- [Goal of the exercise]
State how many lines in the records below contain the string "tower", matching case exactly. Give only the number.

- [Dataset extract]
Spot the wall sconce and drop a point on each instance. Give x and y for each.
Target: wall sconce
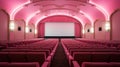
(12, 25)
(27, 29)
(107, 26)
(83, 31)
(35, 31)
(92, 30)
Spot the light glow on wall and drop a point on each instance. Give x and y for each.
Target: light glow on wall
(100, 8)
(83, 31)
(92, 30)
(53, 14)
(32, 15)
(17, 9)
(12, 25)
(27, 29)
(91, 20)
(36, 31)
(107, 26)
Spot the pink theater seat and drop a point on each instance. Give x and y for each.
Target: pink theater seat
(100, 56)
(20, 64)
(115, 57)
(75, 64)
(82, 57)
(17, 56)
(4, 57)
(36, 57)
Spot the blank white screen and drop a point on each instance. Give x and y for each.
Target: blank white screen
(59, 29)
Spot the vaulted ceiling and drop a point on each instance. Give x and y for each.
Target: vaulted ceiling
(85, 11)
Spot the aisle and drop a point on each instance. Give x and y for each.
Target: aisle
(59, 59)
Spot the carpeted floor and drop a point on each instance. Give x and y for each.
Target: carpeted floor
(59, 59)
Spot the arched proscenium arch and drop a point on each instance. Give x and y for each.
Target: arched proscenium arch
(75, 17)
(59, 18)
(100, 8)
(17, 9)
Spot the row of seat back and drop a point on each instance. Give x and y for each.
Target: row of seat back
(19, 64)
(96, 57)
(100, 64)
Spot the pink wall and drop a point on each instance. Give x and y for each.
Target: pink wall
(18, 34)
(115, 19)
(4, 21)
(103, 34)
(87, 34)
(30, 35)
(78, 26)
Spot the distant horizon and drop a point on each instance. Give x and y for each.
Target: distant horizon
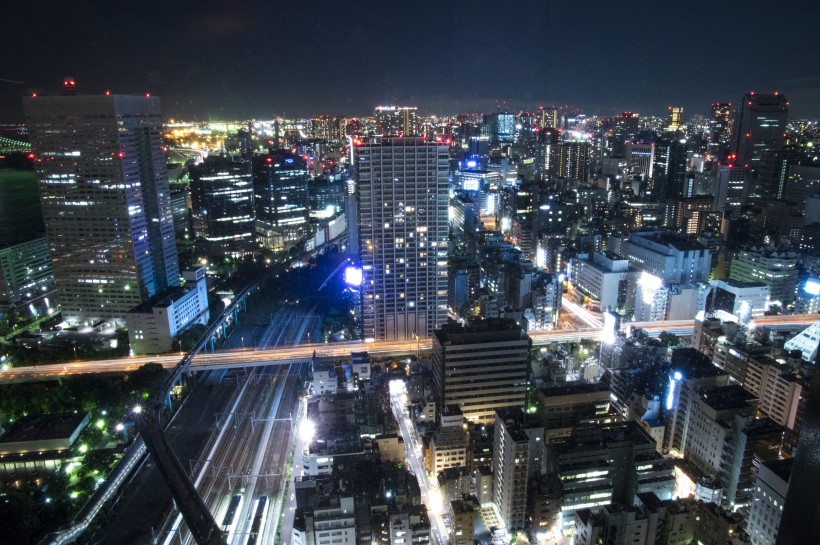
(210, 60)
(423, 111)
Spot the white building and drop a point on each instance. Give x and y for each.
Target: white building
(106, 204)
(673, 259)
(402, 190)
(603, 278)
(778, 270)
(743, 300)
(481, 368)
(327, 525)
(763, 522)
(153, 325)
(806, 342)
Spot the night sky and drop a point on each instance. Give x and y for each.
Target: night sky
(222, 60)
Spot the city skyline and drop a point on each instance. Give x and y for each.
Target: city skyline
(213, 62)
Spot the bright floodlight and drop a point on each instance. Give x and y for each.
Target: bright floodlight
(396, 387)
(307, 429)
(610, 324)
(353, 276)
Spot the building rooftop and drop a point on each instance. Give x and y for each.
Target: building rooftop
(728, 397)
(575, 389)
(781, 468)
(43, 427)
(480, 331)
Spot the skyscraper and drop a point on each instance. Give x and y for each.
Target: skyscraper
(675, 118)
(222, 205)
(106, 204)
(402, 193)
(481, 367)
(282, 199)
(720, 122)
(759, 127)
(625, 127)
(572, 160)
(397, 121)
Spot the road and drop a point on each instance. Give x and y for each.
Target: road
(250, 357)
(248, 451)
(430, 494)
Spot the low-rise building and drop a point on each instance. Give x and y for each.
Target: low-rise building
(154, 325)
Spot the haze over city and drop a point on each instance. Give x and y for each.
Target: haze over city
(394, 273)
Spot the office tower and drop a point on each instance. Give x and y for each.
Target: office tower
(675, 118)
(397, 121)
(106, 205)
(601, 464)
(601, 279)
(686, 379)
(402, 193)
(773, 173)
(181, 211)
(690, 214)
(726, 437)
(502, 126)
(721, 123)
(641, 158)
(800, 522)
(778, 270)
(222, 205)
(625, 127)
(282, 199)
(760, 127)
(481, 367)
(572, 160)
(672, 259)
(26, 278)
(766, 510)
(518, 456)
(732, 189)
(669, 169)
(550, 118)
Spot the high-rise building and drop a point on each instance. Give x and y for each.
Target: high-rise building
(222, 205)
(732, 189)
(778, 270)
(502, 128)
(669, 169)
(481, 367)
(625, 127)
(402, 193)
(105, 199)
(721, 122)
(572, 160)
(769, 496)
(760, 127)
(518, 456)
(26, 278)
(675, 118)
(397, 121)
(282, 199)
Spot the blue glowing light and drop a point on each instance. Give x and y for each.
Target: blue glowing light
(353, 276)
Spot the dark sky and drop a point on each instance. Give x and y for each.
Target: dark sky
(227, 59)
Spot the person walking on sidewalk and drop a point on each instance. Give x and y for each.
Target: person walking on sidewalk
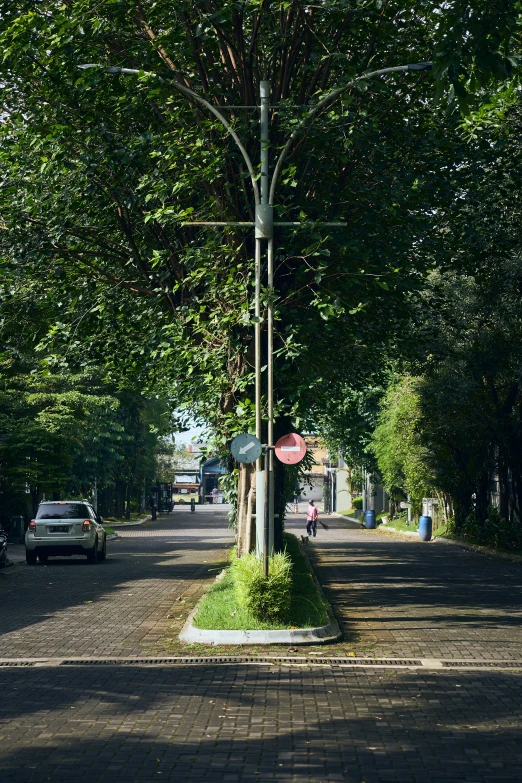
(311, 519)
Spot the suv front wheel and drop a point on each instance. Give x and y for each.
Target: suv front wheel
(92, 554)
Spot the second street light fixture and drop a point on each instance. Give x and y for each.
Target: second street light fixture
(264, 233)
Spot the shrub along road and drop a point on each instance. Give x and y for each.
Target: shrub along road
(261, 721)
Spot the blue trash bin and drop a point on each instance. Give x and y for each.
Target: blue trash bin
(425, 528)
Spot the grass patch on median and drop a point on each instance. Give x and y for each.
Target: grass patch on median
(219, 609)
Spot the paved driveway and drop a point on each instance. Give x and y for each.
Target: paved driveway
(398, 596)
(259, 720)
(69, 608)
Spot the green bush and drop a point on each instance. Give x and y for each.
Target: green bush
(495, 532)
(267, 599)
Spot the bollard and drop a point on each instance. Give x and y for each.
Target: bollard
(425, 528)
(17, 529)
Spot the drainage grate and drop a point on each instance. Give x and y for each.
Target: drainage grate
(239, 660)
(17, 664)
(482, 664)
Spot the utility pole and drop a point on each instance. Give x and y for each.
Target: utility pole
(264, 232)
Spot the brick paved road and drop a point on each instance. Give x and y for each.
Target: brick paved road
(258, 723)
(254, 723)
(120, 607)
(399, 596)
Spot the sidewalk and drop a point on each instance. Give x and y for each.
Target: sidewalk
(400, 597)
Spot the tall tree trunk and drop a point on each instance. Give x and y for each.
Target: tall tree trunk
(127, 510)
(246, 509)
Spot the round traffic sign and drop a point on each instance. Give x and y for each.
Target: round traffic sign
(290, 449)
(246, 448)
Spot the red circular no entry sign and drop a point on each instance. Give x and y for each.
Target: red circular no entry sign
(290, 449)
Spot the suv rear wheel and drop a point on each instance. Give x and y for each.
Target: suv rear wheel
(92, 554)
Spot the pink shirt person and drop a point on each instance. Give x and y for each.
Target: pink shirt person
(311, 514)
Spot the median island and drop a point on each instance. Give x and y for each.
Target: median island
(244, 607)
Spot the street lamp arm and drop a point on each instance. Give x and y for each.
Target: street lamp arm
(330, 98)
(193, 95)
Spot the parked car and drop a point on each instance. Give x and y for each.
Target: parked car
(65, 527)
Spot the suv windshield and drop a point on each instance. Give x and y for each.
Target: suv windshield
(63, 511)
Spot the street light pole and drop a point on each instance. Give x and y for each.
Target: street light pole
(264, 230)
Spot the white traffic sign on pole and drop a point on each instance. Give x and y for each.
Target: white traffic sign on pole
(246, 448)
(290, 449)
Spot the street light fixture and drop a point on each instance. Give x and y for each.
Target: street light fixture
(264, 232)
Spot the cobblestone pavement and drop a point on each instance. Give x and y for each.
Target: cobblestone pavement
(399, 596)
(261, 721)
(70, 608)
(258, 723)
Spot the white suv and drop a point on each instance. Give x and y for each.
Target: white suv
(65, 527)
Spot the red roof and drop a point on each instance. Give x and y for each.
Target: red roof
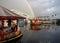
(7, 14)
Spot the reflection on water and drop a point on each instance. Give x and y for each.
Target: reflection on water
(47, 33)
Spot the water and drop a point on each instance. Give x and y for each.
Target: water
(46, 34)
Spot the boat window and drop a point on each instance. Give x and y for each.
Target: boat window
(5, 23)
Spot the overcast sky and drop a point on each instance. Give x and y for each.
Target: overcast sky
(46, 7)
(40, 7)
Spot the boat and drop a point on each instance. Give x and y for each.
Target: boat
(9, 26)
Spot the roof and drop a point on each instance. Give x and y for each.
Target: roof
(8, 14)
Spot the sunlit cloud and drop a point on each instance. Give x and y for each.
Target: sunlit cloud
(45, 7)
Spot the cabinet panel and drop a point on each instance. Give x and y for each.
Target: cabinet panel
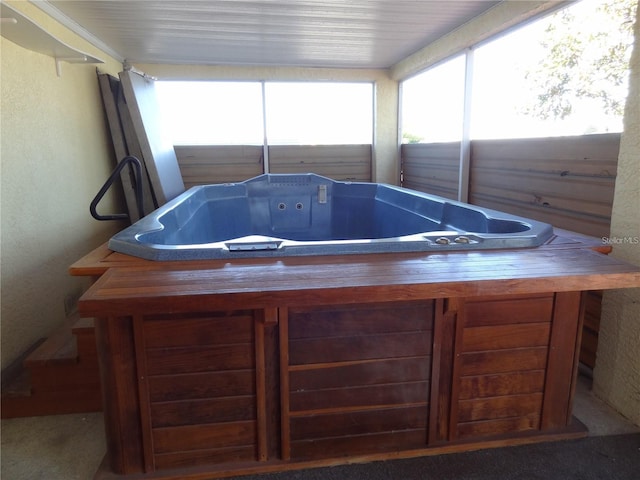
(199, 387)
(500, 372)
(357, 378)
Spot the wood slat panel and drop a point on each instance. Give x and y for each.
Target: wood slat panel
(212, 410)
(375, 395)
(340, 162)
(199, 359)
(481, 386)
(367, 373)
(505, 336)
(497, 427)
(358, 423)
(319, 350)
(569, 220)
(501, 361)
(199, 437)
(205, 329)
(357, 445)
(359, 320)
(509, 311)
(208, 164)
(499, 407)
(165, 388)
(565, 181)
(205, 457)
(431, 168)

==

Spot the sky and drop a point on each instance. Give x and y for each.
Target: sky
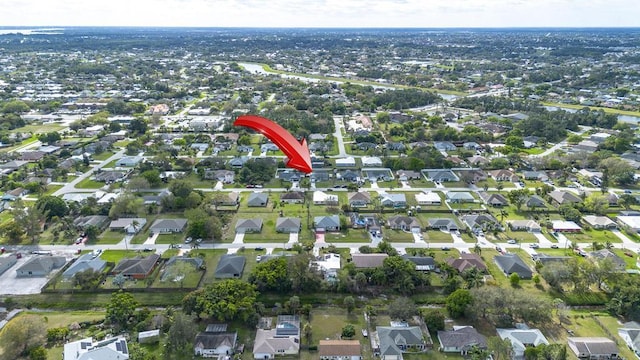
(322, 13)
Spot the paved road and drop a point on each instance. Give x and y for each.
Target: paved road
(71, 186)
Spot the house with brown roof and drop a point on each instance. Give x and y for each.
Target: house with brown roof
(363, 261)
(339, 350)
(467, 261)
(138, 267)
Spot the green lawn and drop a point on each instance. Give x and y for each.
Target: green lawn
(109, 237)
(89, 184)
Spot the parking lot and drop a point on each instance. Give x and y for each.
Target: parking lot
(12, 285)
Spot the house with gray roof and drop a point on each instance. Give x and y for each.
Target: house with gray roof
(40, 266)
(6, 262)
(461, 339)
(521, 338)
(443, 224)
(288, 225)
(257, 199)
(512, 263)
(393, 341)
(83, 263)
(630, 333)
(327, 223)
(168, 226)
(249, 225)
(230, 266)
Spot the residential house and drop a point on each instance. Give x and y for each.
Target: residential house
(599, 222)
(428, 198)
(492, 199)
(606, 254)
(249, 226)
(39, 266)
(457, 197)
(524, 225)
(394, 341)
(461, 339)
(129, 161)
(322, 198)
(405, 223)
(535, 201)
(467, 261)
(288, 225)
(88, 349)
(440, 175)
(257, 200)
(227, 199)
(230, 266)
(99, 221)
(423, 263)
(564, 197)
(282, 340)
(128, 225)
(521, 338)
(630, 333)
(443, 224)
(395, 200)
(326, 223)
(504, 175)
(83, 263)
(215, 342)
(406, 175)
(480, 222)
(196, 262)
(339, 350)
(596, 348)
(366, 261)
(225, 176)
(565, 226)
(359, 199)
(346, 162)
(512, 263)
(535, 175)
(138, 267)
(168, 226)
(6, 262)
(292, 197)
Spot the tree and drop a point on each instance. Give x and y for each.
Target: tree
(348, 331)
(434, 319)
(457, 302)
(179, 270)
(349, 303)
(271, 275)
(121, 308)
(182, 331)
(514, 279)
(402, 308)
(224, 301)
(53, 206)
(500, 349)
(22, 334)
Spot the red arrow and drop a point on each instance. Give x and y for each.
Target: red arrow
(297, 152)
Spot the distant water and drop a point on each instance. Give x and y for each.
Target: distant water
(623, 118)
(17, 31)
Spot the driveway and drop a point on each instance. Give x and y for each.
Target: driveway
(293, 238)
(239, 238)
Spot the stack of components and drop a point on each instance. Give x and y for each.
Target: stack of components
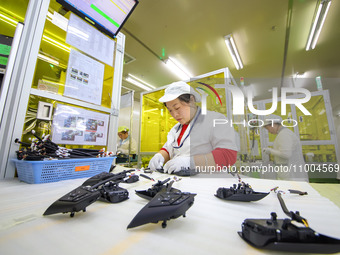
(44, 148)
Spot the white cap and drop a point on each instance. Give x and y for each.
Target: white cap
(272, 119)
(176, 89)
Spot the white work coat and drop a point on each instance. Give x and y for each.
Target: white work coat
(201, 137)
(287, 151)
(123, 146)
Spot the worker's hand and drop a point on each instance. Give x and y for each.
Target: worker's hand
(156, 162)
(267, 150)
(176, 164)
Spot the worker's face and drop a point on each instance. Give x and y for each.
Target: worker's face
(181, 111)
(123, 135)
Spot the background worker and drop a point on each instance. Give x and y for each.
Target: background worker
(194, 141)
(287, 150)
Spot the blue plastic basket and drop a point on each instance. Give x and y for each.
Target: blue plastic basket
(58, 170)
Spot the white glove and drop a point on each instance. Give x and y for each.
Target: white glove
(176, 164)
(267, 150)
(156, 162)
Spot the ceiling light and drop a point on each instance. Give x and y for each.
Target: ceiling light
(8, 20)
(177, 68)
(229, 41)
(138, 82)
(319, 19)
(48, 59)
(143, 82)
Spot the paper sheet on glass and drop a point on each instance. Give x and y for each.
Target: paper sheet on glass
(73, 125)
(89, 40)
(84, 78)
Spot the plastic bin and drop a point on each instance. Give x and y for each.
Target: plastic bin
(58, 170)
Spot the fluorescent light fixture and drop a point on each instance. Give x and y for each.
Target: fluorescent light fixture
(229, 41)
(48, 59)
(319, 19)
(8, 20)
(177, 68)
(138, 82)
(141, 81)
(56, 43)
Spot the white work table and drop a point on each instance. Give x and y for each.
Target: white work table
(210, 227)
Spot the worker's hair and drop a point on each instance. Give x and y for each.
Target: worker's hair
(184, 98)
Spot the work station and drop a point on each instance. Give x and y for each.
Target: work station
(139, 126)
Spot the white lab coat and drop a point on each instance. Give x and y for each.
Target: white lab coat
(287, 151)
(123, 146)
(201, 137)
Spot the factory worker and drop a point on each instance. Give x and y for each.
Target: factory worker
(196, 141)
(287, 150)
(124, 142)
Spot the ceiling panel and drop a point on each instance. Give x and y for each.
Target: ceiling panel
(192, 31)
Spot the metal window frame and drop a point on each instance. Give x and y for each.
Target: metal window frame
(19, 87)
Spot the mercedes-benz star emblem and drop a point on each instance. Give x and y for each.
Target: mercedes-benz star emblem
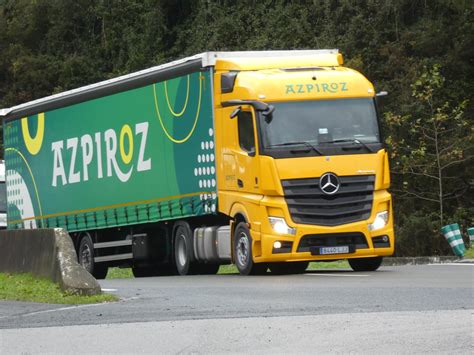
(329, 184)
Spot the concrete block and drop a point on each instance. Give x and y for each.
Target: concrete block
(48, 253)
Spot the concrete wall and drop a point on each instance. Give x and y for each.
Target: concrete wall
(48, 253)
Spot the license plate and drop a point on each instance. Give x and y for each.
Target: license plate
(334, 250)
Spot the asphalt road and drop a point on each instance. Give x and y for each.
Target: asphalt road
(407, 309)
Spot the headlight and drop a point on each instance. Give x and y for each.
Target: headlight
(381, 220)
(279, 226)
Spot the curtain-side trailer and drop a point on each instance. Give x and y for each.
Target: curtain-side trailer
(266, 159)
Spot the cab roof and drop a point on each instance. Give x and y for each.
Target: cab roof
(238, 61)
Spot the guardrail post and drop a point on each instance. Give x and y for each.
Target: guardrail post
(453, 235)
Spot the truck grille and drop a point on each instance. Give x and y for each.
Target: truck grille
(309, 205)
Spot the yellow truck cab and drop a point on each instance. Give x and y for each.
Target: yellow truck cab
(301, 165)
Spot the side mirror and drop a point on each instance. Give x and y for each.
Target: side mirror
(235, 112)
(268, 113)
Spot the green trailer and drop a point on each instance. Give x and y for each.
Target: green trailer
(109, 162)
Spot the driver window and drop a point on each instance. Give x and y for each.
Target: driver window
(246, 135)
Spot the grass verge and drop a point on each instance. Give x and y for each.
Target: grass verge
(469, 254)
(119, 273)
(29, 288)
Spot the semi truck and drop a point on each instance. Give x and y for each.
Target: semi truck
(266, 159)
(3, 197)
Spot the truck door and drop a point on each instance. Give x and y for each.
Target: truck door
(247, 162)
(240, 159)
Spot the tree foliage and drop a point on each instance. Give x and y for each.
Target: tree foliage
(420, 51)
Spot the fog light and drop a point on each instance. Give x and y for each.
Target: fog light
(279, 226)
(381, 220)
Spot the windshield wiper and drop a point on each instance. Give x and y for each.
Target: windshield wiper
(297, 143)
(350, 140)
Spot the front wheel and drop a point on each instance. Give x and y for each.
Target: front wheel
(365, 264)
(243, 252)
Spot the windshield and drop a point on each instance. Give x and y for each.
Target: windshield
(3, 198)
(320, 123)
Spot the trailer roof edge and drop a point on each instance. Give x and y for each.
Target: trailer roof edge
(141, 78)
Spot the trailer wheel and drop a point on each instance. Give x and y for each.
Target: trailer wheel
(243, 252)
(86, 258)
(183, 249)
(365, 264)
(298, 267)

- [Solution to this problem]
2